And the trauma affects not just the children in that school on Tuesday, it affects children everywhere. Somebody said to me the other day, you know, the three best words in the English language these days, back to normal. We want to go back to normal after a year and a half of the pandemic, we want to go back to normal, put kids back in school, put teachers back in the classroom, back to normal.
We are back to normal in gun violence. In fact, we are worse than normal. We are back to normal with school shootings because kids are back in school. But the rate of gun violence has if anything explosively increased. This normal cannot be normalized. It cannot be made the new normal. The banality of evil cannot be taken for granted. The shame that that vote nine years ago brought to this body is a stain that will forever haunt us and haunts us ever more when we fail, as we did today, to provide real action.
And there isn't any panacea. My colleague from Connecticut is absolutely right. No single proposal is the solution. And there are others that we've advanced and tried to make a matter of bipartisan support. Senator Graham and I have worked on a red flag or emergency risk protection order statute that separates people from guns when they are dangerous to themselves or others, separates them when they are under a protective order and they buy those guns or when a family member knows they are about to commit or take their own lives, not to mention other people's lives. More than half of all the gun deaths in this country are suicide. We can save those lives.
A large number of these deaths occur when children are playing with guns in their own homes because the guns have been unsafely stored. Ethan Song was killed in Connecticut because a parent failed to safely store a gun. Ethan's Law requiring safe storage would save lives. Holding manufacturers accountable and depriving them of the sweetheart deal that led to PLCAA, giving them immunity from any legal accountability. Reversing that immunity would help to save lives in repealing PLCAA.
There are more than one proposal that we need to seriously consider if we're going to have the kind of dialogue that my colleague Senator Grassley suggested. But the simple fact is the House of Representatives did its job back in March when it passed that bipartisan legislation to expand background checks. We're trying to do our job today seeking unanimous consent from our colleagues to move forward on H.R. 8.
And there is no rational explanation, none when the vast majority of American people, gun owners as well as N.R.A. members, all background, all walks of life, all geographic areas, all demographic areas support this measure.
So back to normal. We're back to normal. We cannot tolerate this normal. And as we approach that ninth anniversary of the Sandy Hook Elementary School shooting and I recall that bleak day in December when we gathered at a firehouse with parents who were waiting to find out, waiting to know whether their children were still alive. No matter what the ages of our children -- I have four -- we can relive that moment in our own minds, in our own hearts, and we can see in this gallery those parents who came to speak truth to us, speak truth to power, and who will call us to account.
The American people should call us to account for our failure to act today, our complicity in those deaths. This Congress is complicit. The members who vote against these measures are complicit in the tragedies that follow.
Thank you, Mr. President. I yield the floor.

++++

● **The problem**
From the floor speech on gun violence, pull out the passage starting at "So back to normal." and ending at "yield the floor.", word for word. You won't need the saved entries that come next.

Saved entries

++++

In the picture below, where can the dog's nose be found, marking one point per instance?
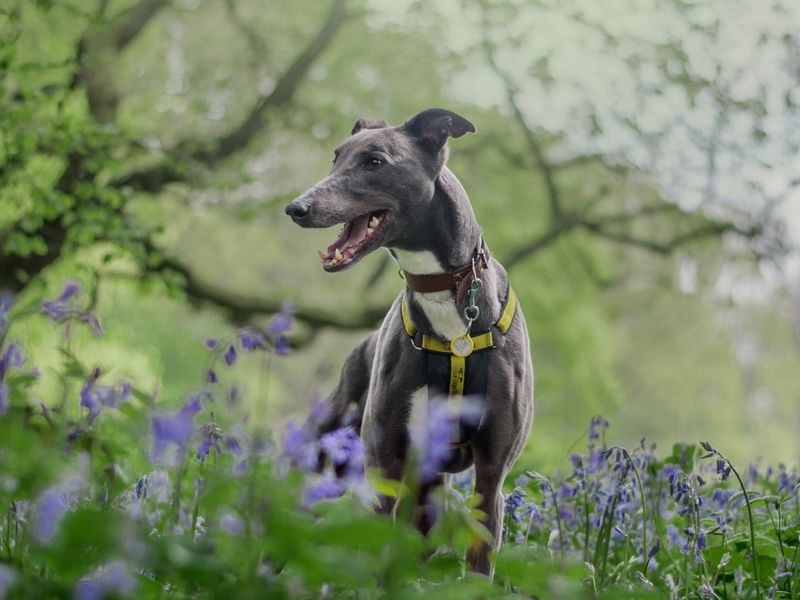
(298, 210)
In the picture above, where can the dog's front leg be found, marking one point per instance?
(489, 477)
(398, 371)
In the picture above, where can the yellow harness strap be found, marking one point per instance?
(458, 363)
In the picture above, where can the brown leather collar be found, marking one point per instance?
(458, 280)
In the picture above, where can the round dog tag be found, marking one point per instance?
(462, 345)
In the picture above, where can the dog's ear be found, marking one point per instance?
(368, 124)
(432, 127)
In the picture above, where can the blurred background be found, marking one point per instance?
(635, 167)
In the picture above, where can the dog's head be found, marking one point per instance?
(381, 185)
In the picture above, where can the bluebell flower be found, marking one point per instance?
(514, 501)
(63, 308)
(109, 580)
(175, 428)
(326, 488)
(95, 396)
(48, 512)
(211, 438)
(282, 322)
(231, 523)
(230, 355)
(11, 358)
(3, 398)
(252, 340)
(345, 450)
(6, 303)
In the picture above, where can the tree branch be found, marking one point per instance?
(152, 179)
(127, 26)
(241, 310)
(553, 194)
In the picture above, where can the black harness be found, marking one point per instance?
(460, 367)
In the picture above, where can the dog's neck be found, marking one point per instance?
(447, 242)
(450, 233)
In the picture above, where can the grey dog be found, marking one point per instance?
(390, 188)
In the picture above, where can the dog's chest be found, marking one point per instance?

++++

● **Answer space**
So back to normal. We're back to normal. We cannot tolerate this normal. And as we approach that ninth anniversary of the Sandy Hook Elementary School shooting and I recall that bleak day in December when we gathered at a firehouse with parents who were waiting to find out, waiting to know whether their children were still alive. No matter what the ages of our children -- I have four -- we can relive that moment in our own minds, in our own hearts, and we can see in this gallery those parents who came to speak truth to us, speak truth to power, and who will call us to account.
The American people should call us to account for our failure to act today, our complicity in those deaths. This Congress is complicit. The members who vote against these measures are complicit in the tragedies that follow.
Thank you, Mr. President. I yield the floor.